### Extracted records

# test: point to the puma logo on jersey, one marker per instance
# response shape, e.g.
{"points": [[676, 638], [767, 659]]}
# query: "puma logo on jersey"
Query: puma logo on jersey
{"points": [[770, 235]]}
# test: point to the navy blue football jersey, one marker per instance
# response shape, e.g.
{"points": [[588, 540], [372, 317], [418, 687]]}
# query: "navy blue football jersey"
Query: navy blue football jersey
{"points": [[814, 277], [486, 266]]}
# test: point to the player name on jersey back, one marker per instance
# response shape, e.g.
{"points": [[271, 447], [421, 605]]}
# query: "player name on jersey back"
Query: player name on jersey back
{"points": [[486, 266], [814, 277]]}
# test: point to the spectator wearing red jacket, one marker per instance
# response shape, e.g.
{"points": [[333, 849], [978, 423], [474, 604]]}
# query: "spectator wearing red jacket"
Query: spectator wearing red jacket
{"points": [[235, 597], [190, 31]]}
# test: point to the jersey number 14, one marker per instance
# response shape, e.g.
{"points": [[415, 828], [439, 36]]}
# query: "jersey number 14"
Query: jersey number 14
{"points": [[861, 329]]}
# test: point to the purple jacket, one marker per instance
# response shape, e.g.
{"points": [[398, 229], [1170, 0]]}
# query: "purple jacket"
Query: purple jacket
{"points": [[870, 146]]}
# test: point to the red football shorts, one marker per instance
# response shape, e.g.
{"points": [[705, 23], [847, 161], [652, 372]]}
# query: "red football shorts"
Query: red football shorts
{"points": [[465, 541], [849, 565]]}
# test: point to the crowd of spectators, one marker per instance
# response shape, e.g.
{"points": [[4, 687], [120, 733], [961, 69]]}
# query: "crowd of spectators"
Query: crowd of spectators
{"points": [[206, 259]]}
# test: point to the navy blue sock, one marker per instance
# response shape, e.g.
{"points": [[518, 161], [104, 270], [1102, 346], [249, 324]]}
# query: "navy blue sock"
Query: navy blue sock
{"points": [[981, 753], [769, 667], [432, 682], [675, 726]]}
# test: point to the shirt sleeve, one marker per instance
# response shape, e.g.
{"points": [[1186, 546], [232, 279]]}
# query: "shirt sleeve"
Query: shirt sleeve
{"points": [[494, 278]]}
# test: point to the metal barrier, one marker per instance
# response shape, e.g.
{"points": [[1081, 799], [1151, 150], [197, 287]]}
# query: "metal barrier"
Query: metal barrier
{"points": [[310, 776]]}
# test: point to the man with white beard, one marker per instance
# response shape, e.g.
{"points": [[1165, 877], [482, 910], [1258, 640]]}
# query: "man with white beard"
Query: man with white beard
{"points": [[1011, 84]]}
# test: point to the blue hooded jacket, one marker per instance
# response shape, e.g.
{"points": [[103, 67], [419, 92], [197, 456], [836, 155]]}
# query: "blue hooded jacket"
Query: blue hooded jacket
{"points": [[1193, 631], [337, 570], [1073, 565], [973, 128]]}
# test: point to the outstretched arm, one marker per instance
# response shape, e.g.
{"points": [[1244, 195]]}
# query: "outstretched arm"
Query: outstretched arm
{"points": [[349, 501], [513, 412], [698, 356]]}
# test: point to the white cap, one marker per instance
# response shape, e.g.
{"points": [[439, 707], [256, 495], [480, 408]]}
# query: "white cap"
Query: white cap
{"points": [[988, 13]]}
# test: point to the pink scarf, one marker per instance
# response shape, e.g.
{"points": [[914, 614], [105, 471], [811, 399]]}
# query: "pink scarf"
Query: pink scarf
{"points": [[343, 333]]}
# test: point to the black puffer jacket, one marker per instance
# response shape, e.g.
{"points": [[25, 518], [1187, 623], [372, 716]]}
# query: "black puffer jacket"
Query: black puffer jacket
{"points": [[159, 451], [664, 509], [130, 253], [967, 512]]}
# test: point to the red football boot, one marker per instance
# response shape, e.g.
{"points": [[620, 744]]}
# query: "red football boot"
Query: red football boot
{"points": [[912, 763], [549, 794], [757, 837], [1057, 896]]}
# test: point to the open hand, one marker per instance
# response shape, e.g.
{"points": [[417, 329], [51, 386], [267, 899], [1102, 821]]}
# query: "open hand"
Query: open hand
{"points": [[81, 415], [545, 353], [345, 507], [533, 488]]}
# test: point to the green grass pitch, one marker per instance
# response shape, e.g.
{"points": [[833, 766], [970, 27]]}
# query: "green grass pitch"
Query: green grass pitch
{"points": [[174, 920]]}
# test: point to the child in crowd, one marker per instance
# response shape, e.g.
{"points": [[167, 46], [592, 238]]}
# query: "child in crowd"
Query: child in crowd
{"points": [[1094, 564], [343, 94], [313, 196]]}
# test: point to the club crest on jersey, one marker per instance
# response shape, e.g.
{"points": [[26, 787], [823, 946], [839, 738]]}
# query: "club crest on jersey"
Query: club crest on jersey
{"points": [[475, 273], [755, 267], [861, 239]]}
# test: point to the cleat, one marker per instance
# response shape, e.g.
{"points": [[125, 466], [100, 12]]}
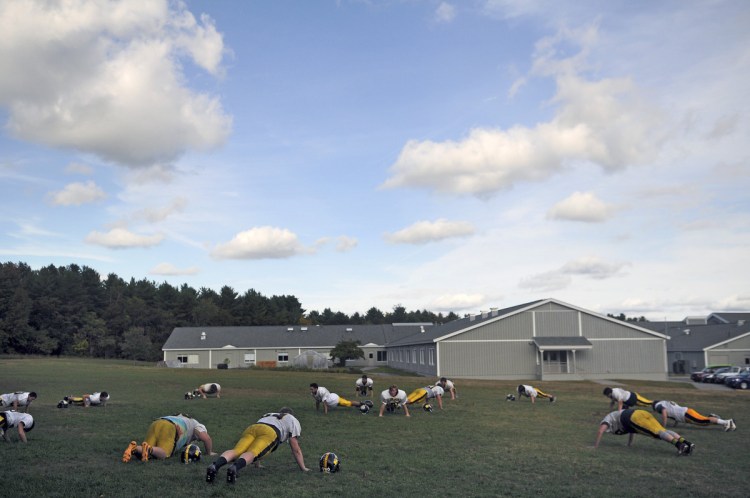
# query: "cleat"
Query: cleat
{"points": [[129, 452], [211, 473]]}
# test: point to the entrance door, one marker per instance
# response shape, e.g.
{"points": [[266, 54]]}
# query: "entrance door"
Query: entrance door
{"points": [[555, 362]]}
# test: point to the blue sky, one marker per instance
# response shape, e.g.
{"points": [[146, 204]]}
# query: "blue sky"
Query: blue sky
{"points": [[449, 156]]}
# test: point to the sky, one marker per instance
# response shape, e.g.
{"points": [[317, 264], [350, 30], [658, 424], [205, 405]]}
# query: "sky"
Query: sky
{"points": [[435, 155]]}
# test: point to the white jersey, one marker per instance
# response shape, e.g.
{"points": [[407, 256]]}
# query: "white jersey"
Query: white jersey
{"points": [[96, 399], [674, 411], [399, 398], [286, 423], [360, 383], [12, 419], [20, 397], [434, 391], [614, 423], [448, 385], [620, 394], [211, 388]]}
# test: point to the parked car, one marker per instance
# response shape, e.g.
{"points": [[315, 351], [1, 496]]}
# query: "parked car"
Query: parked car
{"points": [[719, 378], [698, 376], [741, 381], [711, 378]]}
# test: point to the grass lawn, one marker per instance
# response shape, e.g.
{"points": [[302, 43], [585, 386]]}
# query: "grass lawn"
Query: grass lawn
{"points": [[479, 445]]}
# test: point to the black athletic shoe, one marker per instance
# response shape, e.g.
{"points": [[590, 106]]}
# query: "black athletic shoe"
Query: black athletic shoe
{"points": [[211, 473]]}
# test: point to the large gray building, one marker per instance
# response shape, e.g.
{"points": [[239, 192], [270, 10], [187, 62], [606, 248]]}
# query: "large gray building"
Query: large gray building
{"points": [[545, 340]]}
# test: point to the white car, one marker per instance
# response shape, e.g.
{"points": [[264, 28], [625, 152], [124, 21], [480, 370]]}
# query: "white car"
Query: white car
{"points": [[720, 378]]}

######

▶ Work instructions:
With the images left out, output all the entries above exactly.

▶ Answer box:
# test: point to the puma logo on jersey, one marker per instance
# response shape, e.g.
{"points": [[676, 638], [767, 659]]}
# query: "puma logo on jersey"
Query: puma logo on jersey
{"points": [[770, 235]]}
# test: point to the navy blue football jersey, one marker per instance
# response shape, e.g.
{"points": [[588, 540], [372, 317], [418, 687]]}
# query: "navy blue football jersey"
Query: navy blue football jersey
{"points": [[814, 277], [486, 266]]}
# test: point to the player name on jersey back, one marker per instance
# response shape, e.g.
{"points": [[271, 447], [421, 605]]}
# query: "player name on jersey back"
Query: player name on jersey back
{"points": [[486, 266], [814, 277]]}
# test: point to the spectator wearing red jacket, one marker per instance
# response shape, e.g.
{"points": [[333, 849], [978, 423], [474, 604]]}
# query: "spectator wearing red jacket"
Query: spectator wearing red jacket
{"points": [[235, 597], [190, 31]]}
# test: point to the jersey number 14, one marker per instance
# response shape, e.g.
{"points": [[415, 828], [439, 36]]}
# query: "jersey number 14"
Query: jersey number 14
{"points": [[861, 329]]}
# test: point to the purple jacket, one marker per instance
# response shape, e.g.
{"points": [[398, 229], [1170, 0]]}
# query: "purple jacket"
Query: purple jacket
{"points": [[870, 146]]}
# test: point to the red football shorts, one marker per instance
# response shape, e.g.
{"points": [[705, 23], [847, 161], [652, 372]]}
# query: "red football shorts"
Query: red football shorts
{"points": [[465, 541], [849, 565]]}
# test: point to the crowd of spectators, one marker per instance
# response shape, e.g.
{"points": [[4, 687], [120, 733], [961, 69]]}
# query: "crowd of spectators"
Query: crowd of spectators
{"points": [[206, 259]]}
# test: point to the navy blue sock, one marker per instance
# response shape, e.g.
{"points": [[518, 161], [104, 270], [1102, 346], [249, 324]]}
# query: "navy blue sock"
Query: navy blue sock
{"points": [[981, 753], [769, 667], [432, 682], [675, 726]]}
# test: point to the shirt sleeve, one marker per instance
# response shape, e.g.
{"points": [[1186, 546], [232, 279]]}
# query: "shirt sleeve"
Query: shirt sleeve
{"points": [[494, 278]]}
# test: point to the metal barrier, one marker per instance
# response shape, e.g.
{"points": [[1081, 799], [1151, 150], [197, 287]]}
# query: "metal barrier"
Query: metal barrier
{"points": [[310, 776]]}
# test: point to the man with white beard, one marker per instance
# response shape, e.g.
{"points": [[1165, 877], [482, 910], [1258, 640]]}
# query: "man with white beard"
Query: man with white beard
{"points": [[1011, 84]]}
# test: point to the blue hooded jacket, one marker per instance
# response shape, e.g.
{"points": [[103, 67], [419, 92], [197, 456], [836, 155]]}
# query: "blue hooded jacket"
Query: blue hooded jacket
{"points": [[1193, 631], [337, 570], [1073, 565], [973, 128]]}
# test: point to the outstretched arm, one marker per instance
# response shape, e.g.
{"points": [[1244, 195]]}
# query: "outstretched arm"
Query: outstretched arm
{"points": [[349, 501], [513, 412], [698, 356]]}
# test: point to the white cap, one marker per instance
# response shape, e.g.
{"points": [[439, 707], [256, 495], [480, 408]]}
# query: "white cap"
Query: white cap
{"points": [[988, 13]]}
# test: point to the pink scarf, one marker per instance
# response shape, e.g.
{"points": [[914, 614], [105, 471], [811, 399]]}
# query: "pink scarf"
Query: pink scarf
{"points": [[343, 333]]}
# test: point to the black puffer jacket, one marker per instance
# response shape, e.g.
{"points": [[25, 518], [1187, 623], [372, 716]]}
# query: "black puffer jacket"
Query: black puffer jacket
{"points": [[159, 451], [664, 509], [130, 253], [967, 512]]}
# test: point to the red football boot, one marker per instance
# response shape, e.g.
{"points": [[620, 744]]}
# query: "red football boot"
Query: red football boot
{"points": [[912, 763], [549, 794], [757, 837], [1057, 896]]}
# test: point to the open hand, one marker per instance
# response shape, e.g.
{"points": [[417, 329], [51, 386], [267, 899], [1102, 821]]}
# query: "open hand"
Query: open hand
{"points": [[81, 415], [545, 353], [345, 507], [533, 488]]}
# test: point to the green grass pitch, one marker per instance
# response shape, e.g.
{"points": [[833, 766], [970, 27]]}
# query: "green grass pitch"
Query: green grass pitch
{"points": [[174, 920]]}
# test: point to the child in crowd, one marker per instance
# response shape, e.g.
{"points": [[167, 46], [592, 238]]}
# query: "child in crowd"
Query: child in crowd
{"points": [[1094, 564], [343, 94], [313, 196]]}
# test: point to the club crest on jersey, one marker per instance
# response shape, e.g.
{"points": [[26, 787], [823, 946], [839, 738]]}
# query: "club crest on jersey"
Query: club crest on jersey
{"points": [[475, 273], [755, 267], [861, 239]]}
# test: point to the cleat, one marker per instance
# response shape, e.g.
{"points": [[125, 466], [100, 12]]}
# query: "cleat"
Query: cleat
{"points": [[129, 452], [211, 473]]}
# test: point to the entrance door, one marker per instance
# response shape, e.g.
{"points": [[266, 54]]}
# query: "entrance door"
Query: entrance door
{"points": [[555, 362]]}
# test: point to the blue sky, one marker per instance
# response shape, e.g.
{"points": [[146, 204]]}
# query: "blue sky"
Query: blue sky
{"points": [[449, 156]]}
# test: point to the sky, one marker per instance
# response shape, e.g.
{"points": [[317, 264], [350, 30], [658, 424], [205, 405]]}
# query: "sky"
Query: sky
{"points": [[435, 155]]}
# test: point to the white jersey, one marker per instance
# response shape, e.g.
{"points": [[407, 256]]}
# query: "white jersey"
Query: white jersey
{"points": [[96, 399], [674, 411], [399, 398], [286, 423], [360, 383], [12, 419], [20, 397], [434, 391], [614, 423], [448, 385], [620, 394], [211, 388]]}
# test: point to the parked car, one marker per instance
# response shape, e.g.
{"points": [[315, 351], [1, 496]]}
# query: "parked car"
Query: parked car
{"points": [[719, 378], [698, 376], [741, 381], [711, 378]]}
# test: point to the grass lawn, one marker per instance
# response shape, e.g.
{"points": [[302, 43], [585, 386]]}
# query: "grass lawn"
Query: grass lawn
{"points": [[479, 445]]}
# test: point to the black athletic shoe, one marker per instance
# response shape, e.g.
{"points": [[590, 106]]}
# query: "black athletic shoe"
Query: black athletic shoe
{"points": [[211, 473]]}
# test: point to the large gray building, one marker per instance
# response shape, e.g.
{"points": [[239, 192], [270, 10], [187, 62], [606, 248]]}
# query: "large gray building"
Query: large gray building
{"points": [[545, 340]]}
# test: point to the white car, one marker per instance
# response shape, e.g.
{"points": [[264, 28], [625, 152], [124, 21], [480, 370]]}
# query: "white car"
Query: white car
{"points": [[720, 378]]}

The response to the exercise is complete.